Problem to work on. Please extract every line of the records below that contains the word "shallow", treating uppercase and lowercase as different.

Supplied material.
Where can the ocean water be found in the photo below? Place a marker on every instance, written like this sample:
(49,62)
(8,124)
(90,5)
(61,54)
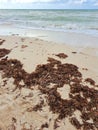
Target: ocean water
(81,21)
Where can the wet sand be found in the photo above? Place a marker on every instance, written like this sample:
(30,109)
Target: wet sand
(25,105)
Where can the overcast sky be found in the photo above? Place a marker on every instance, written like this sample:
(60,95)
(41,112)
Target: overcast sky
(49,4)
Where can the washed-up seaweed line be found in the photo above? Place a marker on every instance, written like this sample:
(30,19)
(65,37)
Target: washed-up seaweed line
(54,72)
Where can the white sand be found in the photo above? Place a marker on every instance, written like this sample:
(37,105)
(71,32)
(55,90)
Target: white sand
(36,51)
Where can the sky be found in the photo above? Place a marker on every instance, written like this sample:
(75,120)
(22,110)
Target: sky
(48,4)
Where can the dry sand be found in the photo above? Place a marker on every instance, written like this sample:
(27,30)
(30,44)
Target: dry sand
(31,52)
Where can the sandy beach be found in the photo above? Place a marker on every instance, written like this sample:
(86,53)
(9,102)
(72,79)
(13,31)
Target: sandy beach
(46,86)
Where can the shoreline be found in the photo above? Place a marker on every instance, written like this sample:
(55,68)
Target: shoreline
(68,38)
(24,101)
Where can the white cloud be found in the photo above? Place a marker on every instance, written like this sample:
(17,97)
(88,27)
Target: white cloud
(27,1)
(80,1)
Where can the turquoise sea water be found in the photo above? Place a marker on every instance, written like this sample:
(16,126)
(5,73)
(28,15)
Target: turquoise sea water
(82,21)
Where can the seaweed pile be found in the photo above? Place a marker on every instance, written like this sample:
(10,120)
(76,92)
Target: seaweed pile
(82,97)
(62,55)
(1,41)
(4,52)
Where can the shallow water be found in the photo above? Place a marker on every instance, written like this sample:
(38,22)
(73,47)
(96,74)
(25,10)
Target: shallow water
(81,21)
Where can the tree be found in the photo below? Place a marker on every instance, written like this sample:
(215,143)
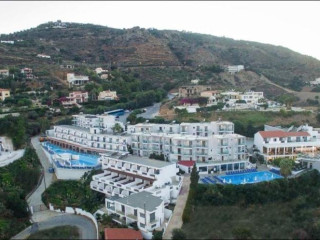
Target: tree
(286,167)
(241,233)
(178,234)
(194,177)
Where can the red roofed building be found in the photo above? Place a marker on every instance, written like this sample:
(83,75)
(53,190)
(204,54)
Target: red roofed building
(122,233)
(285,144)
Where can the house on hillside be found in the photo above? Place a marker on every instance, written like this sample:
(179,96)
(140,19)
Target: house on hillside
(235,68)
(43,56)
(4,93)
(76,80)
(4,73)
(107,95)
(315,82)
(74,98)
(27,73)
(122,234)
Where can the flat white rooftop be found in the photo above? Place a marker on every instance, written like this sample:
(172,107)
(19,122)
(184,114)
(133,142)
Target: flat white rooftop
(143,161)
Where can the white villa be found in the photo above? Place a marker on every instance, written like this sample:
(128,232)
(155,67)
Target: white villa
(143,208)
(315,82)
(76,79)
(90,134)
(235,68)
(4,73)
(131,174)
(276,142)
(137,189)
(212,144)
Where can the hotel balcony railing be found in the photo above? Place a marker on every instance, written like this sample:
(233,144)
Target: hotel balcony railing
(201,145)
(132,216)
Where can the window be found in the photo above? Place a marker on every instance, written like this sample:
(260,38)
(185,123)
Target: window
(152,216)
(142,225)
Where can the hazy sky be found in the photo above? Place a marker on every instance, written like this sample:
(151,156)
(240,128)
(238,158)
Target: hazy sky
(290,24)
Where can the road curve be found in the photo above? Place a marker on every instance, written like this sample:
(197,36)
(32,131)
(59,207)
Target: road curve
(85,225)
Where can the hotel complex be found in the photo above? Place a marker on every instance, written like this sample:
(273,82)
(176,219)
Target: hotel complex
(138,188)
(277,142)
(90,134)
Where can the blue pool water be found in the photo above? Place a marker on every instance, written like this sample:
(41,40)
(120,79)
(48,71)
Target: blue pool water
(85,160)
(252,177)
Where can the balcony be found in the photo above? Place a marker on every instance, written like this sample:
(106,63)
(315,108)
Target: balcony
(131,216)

...

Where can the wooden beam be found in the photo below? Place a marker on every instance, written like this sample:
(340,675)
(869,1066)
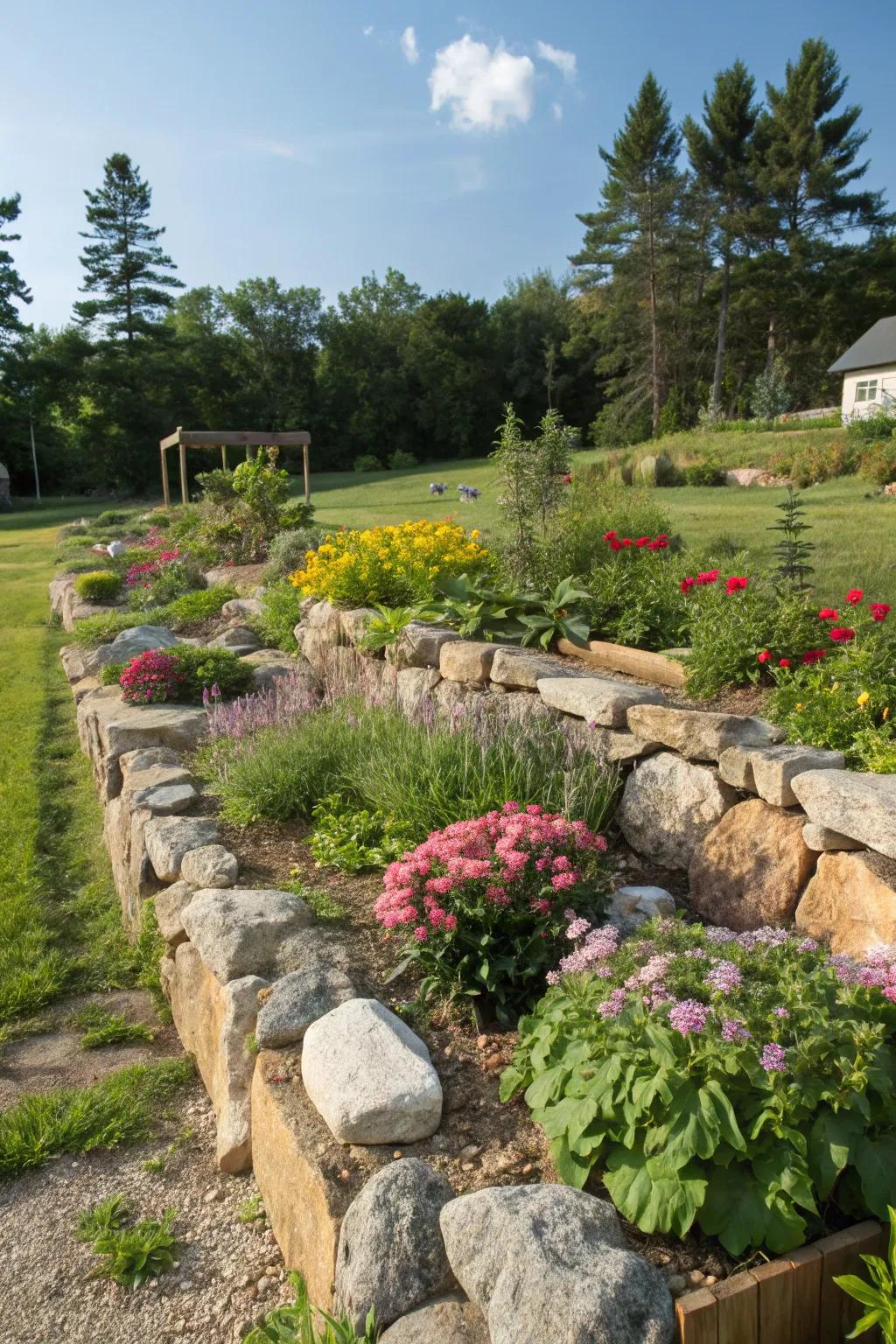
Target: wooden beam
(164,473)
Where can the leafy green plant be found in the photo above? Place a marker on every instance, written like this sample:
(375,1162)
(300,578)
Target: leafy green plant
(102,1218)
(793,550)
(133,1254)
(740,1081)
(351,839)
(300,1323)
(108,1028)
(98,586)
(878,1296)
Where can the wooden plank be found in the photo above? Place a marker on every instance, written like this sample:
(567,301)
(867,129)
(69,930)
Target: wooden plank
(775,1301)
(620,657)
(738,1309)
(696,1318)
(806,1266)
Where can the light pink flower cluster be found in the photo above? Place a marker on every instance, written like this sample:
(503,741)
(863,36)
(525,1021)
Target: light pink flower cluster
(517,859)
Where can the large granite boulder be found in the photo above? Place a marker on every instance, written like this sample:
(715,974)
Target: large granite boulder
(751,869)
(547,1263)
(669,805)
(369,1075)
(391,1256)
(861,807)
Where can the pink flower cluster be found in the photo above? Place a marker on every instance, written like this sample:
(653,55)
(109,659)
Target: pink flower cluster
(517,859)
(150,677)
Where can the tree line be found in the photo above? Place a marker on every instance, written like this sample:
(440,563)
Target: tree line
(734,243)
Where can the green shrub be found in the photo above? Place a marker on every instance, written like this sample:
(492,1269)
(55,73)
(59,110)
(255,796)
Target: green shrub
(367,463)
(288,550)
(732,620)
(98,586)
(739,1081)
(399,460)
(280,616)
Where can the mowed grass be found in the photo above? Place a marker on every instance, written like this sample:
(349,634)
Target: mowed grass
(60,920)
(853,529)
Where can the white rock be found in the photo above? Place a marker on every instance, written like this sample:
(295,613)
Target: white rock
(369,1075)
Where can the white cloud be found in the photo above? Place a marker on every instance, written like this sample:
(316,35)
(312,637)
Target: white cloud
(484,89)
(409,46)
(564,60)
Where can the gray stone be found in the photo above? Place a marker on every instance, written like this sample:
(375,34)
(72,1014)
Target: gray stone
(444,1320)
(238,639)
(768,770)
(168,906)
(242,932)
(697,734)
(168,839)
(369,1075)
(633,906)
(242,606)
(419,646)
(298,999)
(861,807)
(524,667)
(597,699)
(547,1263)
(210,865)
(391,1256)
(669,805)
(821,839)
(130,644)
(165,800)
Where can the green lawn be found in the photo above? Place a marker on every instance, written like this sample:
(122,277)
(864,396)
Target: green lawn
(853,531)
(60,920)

Written response.
Where can the shallow water be found in the photo above? Place a marker on every instance, written like this sample:
Target: shallow water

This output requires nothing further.